═══ Data extract ═══
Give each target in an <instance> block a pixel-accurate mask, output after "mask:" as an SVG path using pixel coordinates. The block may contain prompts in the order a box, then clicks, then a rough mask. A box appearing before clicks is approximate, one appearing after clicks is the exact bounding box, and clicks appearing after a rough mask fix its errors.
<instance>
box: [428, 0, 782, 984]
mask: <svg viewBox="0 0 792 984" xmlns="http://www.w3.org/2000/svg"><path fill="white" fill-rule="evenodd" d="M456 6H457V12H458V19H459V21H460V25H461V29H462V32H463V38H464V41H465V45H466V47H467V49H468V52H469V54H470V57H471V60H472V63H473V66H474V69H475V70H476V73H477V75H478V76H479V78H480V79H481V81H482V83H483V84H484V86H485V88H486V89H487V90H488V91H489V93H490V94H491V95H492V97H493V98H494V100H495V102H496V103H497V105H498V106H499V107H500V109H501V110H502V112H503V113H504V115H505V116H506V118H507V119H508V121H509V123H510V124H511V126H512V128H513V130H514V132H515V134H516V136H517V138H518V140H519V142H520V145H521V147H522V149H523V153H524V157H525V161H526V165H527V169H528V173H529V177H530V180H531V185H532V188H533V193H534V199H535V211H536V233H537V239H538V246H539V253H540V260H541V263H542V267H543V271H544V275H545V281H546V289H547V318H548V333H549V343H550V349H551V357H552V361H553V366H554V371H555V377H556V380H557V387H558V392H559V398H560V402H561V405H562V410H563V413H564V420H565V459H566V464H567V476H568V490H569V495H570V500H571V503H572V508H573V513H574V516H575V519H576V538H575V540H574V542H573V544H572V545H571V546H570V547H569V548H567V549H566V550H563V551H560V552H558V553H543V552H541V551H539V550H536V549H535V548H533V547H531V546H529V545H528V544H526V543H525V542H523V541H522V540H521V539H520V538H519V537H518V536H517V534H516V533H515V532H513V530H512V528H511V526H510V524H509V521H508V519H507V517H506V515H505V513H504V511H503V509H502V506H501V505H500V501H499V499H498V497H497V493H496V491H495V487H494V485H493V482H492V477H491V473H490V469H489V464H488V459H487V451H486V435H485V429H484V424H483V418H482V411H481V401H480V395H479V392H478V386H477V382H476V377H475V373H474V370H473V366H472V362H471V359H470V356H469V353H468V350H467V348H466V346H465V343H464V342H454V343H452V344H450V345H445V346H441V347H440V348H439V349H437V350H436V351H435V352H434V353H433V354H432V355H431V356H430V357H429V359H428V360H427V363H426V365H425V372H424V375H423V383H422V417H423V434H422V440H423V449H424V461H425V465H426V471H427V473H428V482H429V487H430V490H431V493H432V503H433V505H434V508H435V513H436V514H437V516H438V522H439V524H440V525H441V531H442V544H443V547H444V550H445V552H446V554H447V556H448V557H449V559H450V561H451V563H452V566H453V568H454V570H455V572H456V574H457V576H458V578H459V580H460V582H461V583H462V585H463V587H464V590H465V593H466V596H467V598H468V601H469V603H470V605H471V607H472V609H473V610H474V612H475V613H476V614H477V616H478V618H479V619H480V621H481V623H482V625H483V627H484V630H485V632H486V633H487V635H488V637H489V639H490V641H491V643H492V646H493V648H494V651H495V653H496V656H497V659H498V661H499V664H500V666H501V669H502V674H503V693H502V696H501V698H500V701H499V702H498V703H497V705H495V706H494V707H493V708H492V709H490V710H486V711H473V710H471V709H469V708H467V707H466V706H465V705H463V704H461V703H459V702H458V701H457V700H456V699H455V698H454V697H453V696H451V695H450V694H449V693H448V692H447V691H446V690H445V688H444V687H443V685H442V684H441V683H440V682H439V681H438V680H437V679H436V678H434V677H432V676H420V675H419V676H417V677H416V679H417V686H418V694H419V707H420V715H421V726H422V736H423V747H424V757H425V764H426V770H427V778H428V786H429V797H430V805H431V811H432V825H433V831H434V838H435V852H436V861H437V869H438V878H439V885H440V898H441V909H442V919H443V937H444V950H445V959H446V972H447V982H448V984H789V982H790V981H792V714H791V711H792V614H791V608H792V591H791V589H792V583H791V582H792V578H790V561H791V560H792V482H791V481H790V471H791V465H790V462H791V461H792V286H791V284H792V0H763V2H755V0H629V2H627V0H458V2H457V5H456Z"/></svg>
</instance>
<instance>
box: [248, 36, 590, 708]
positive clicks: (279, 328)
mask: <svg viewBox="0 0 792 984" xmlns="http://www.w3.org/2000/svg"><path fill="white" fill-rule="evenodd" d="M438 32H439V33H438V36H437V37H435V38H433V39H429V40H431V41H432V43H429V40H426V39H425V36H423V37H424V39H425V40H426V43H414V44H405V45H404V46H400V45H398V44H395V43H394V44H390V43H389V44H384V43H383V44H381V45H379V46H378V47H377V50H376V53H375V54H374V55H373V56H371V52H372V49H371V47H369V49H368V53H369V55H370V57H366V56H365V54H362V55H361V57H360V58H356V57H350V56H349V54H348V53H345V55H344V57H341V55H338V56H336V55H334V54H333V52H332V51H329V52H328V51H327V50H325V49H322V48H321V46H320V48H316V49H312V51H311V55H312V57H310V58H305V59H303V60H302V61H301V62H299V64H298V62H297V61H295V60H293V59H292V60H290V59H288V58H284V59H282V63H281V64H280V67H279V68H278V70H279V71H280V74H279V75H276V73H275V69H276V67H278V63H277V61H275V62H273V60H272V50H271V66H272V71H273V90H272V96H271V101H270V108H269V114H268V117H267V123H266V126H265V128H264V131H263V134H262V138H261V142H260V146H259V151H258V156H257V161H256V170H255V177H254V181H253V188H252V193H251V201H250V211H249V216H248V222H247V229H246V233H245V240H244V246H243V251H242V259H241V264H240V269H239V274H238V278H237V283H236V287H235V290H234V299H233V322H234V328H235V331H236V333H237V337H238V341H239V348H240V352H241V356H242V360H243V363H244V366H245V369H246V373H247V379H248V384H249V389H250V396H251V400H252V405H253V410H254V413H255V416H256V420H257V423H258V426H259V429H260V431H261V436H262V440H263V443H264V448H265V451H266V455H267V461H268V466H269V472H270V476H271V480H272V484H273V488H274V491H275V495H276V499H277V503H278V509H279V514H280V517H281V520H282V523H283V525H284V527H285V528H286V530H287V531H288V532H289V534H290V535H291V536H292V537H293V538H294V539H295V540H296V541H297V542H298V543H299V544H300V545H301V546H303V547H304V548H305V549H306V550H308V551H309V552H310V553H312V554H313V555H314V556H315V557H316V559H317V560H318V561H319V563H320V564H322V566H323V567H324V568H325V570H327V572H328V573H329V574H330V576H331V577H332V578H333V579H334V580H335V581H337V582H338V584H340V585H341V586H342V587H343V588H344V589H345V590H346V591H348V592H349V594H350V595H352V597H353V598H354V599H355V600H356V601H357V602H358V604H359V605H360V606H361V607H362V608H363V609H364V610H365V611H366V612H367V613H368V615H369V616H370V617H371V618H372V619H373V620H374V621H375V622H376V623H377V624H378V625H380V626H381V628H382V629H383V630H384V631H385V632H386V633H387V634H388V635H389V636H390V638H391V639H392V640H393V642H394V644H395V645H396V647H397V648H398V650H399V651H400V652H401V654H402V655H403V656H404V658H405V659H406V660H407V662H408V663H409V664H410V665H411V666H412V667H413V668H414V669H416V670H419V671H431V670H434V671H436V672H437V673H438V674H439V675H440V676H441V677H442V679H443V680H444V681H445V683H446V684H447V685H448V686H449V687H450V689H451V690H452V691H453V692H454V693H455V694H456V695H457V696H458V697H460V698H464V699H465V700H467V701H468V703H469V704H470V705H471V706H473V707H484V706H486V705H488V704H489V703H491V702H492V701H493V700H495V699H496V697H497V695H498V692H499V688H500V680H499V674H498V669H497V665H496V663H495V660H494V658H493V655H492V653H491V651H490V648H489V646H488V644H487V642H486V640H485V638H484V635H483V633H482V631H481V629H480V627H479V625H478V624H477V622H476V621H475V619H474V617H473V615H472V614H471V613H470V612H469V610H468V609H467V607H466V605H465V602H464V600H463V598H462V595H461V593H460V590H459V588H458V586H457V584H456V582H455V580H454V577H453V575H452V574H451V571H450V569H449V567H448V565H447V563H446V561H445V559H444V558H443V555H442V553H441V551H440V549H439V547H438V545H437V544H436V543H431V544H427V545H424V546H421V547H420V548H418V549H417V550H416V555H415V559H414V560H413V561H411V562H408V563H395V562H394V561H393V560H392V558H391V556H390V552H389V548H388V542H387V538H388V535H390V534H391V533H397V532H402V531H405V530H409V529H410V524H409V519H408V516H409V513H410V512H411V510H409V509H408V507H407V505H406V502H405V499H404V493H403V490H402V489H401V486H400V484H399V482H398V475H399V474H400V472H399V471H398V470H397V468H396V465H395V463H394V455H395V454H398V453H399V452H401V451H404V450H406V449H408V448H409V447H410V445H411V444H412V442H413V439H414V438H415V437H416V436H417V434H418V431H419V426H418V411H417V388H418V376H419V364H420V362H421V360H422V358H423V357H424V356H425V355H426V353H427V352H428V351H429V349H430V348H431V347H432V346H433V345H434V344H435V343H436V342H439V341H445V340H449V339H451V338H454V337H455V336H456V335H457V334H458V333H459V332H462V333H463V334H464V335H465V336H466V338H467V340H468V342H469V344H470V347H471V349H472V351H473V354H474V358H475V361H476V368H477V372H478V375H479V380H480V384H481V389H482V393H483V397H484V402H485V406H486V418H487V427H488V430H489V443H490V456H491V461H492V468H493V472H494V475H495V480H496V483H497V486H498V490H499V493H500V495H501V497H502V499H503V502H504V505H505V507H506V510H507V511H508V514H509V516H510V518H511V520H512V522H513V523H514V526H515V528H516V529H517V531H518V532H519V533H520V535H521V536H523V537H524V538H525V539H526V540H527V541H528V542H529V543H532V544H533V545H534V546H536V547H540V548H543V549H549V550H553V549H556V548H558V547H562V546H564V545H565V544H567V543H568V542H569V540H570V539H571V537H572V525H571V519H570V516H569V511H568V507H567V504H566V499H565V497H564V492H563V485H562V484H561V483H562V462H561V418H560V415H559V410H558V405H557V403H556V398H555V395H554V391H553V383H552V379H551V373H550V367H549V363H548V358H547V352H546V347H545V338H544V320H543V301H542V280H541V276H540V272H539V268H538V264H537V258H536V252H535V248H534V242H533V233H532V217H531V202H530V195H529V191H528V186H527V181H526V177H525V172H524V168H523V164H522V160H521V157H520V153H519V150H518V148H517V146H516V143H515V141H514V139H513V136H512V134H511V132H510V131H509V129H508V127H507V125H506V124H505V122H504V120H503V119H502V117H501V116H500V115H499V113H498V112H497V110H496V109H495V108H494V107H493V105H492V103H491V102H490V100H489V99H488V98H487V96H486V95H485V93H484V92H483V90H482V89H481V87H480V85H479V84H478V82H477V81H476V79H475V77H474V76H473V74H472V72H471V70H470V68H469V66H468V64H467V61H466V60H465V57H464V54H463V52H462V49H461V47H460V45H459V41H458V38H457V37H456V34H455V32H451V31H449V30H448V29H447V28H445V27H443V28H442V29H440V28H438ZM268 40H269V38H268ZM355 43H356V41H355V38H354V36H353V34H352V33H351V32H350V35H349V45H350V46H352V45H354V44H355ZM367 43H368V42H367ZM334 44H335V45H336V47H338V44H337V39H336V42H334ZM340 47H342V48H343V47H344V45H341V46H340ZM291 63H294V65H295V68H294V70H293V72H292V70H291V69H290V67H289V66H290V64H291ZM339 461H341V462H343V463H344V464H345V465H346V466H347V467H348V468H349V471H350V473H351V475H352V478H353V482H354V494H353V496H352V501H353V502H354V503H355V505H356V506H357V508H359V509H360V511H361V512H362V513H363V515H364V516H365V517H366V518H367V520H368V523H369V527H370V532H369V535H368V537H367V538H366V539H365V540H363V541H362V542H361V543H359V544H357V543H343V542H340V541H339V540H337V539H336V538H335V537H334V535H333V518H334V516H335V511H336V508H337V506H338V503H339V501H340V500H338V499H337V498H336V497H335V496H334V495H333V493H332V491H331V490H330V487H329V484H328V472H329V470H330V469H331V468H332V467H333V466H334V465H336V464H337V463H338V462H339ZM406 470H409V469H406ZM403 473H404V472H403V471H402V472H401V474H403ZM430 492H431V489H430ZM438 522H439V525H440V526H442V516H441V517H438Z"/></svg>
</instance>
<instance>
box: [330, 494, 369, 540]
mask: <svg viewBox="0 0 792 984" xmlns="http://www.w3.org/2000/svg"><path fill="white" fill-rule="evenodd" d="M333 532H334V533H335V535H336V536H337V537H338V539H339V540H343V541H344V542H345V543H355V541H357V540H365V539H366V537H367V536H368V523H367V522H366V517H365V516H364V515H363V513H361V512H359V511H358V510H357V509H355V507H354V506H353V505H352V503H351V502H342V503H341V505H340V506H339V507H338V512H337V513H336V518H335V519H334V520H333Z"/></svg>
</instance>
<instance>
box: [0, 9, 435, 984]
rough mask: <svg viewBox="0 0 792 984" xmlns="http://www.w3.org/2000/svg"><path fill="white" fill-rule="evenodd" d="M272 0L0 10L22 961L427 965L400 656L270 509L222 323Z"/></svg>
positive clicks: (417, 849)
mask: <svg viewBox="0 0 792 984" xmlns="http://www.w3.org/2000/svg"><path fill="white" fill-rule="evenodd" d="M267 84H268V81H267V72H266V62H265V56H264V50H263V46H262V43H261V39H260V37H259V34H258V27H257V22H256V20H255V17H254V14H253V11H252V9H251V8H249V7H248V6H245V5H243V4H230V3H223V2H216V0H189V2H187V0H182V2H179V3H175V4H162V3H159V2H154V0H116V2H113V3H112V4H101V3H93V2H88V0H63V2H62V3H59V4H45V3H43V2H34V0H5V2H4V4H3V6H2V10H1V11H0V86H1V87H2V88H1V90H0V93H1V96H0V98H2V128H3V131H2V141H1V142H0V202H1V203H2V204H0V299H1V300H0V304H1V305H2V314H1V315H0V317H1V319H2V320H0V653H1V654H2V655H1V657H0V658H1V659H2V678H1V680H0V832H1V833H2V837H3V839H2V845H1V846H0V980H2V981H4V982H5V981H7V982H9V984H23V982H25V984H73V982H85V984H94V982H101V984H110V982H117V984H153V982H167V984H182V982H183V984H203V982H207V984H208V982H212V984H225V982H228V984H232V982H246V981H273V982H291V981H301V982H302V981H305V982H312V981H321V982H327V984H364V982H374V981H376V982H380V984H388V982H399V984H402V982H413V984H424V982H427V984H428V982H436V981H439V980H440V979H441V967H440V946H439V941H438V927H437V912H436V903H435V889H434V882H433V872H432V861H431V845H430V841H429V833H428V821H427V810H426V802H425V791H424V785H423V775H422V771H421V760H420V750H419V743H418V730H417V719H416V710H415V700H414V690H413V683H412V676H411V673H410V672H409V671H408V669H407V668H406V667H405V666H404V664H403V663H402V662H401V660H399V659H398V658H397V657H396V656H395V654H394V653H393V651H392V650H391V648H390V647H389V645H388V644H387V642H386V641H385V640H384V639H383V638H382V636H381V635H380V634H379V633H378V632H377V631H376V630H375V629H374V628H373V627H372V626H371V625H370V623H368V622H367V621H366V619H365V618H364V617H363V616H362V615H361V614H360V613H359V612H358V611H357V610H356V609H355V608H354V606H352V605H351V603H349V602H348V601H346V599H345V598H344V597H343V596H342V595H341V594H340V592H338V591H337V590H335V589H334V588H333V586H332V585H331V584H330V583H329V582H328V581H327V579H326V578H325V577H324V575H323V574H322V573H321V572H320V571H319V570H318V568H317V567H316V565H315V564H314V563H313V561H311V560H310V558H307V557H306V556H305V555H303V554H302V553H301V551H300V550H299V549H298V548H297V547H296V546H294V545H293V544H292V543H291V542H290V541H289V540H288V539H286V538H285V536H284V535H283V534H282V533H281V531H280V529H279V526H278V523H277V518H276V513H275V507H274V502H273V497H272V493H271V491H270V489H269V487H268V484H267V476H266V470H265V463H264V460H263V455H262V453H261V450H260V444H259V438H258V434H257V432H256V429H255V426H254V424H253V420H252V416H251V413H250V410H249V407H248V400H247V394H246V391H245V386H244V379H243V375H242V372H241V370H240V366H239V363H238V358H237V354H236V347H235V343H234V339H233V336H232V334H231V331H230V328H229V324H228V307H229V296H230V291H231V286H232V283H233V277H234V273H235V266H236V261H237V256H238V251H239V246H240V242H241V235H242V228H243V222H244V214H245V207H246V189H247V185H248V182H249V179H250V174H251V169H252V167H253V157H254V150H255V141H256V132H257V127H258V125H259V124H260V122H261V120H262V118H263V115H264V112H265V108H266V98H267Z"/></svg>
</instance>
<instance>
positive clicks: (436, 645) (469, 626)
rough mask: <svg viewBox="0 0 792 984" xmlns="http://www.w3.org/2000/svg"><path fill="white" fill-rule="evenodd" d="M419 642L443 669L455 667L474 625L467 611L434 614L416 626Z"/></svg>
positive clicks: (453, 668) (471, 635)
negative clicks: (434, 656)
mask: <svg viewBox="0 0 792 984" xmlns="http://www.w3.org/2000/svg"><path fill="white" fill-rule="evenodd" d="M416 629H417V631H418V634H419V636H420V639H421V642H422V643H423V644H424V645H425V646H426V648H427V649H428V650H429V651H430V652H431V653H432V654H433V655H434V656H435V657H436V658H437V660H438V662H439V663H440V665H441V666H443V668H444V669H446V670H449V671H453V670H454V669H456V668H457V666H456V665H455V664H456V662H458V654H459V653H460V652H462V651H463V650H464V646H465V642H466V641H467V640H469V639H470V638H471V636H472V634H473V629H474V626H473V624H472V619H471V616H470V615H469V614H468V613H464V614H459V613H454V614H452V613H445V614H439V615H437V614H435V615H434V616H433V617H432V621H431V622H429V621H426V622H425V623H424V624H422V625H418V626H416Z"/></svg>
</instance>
═══
• **Task**
Copy the entries word for word, starting at their first line and stopping after the line that contains "box: [428, 0, 782, 984]".

• **Solution below**
Give each target in an <instance> block a pixel-accurate mask, output after "mask:" as an SVG path using pixel coordinates. The block may contain prompts in the order a box, then clicks, then a rough mask. A box appearing before clicks is approximate, one appearing after clicks is the exact bounding box, and clicks appearing after a rough mask fix its errors.
<instance>
box: [428, 0, 782, 984]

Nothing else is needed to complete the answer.